Given request a
Please copy, from the rows below, the part that opens with the line containing "Can you find the large" and closes with the line containing "x=80, y=160", with every line kept unchanged.

Supplied text
>>

Adding Transations to any existing API
In the very exact same vein, the whole transaction stuff should be delegated. It should be assumed that in the current unit of work (UoW), one is always in a transaction. The only way to abort a transaction is to throw an exception. If returning, it is assumed that everything went OK, and the eventual changes are to be committed.
This enables a very nice behavior: transparent batching.
A well known fact is that batching is much more efficient than unit processing. But then with batching, we loose nice transaction capabilities. Moreover, mixing transactions & batching is usually very painful, as the error handling is usually very business specific.
There are various types of mixing. They are specific on what to commit, and what to rollback inside the batch of things to process:
What should be commit | Comment | Typical use case |
---|---|---|
As much as possible | This is when batching a list of similar simple objects | Massive PriceRows Updates |
Nothing | This is when batching a complex object | Order+OrderEntries+Consignments |
Some things | This is when batching a list of similar complex objects | Multiple Order+OrderEntries+Consignments |
By delegating the handling of the transaction to the caller, one can assume nothing about it. And therefore leave the error handling to the caller or to a middle layer that only handles transactions.
The middle layer can then have a very business-centric approach:
- execute the whole batch in one big transaction, and eventually if there is a failure, execute it in individual transactions. This should not be a issue for performance, as the “normal” case would be to have it working 99.5% of the time and therefore only slicing 0.5% of the batches.
- execute directly the whole batch in several bite-sized transactions (think 100 transactions of 1000 PriceRows Updates). Retry can be done if needed.

<<

Given request b
Turn the paragraph of the transactions text that begins "A well known fact" into a short bulleted list that keeps its main points.

Stored rows
>>

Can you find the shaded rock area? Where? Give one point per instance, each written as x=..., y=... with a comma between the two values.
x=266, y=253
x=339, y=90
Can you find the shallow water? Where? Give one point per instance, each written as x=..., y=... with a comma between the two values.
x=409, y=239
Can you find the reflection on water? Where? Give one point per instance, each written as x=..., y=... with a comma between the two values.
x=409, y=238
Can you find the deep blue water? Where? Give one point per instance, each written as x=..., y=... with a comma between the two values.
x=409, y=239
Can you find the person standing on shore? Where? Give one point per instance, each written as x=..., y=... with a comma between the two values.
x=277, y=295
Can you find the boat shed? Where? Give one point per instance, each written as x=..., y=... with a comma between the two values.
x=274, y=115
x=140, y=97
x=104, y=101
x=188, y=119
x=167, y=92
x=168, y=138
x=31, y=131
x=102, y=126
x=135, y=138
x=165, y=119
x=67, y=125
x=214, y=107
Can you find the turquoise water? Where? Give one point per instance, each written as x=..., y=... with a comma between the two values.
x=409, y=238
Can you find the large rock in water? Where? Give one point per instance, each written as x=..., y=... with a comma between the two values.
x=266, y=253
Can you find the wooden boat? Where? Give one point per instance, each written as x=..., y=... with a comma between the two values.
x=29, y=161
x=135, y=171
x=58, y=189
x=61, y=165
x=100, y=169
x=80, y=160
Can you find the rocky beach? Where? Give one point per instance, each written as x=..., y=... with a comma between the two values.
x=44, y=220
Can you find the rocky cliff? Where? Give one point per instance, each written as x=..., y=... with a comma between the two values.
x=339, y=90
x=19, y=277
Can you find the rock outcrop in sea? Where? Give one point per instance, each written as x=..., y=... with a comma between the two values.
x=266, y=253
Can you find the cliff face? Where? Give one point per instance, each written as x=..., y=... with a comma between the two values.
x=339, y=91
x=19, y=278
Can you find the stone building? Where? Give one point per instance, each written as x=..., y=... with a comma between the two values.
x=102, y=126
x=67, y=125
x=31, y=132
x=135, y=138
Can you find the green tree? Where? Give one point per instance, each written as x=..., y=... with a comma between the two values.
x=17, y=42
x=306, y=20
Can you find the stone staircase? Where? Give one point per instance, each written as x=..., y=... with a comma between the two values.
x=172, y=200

<<
>>

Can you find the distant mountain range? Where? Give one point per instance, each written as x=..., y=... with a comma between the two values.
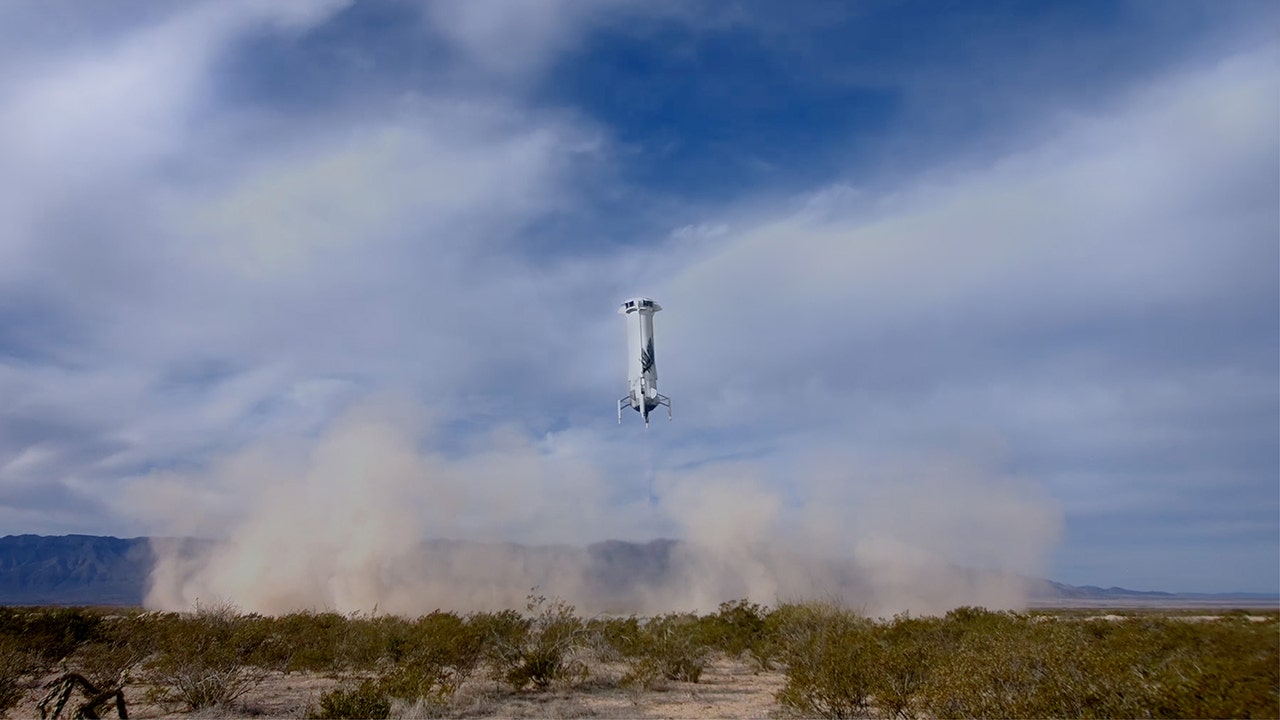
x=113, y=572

<<

Written solution a
Can you find the large rock in water? Where? Give one point per instance, each written as x=..., y=... with a comma between the two values.
x=266, y=253
Can you find the wooden boat? Where? Give one point per instance, each written as x=..., y=... with a comma between the two values.
x=29, y=161
x=135, y=171
x=58, y=189
x=61, y=165
x=100, y=169
x=80, y=160

Written solution b
- Batching is much more efficient than processing items one at a time.
- Batching gives up good transaction capabilities.
- Combining transactions with batching is usually very painful, because error handling tends to be highly business specific.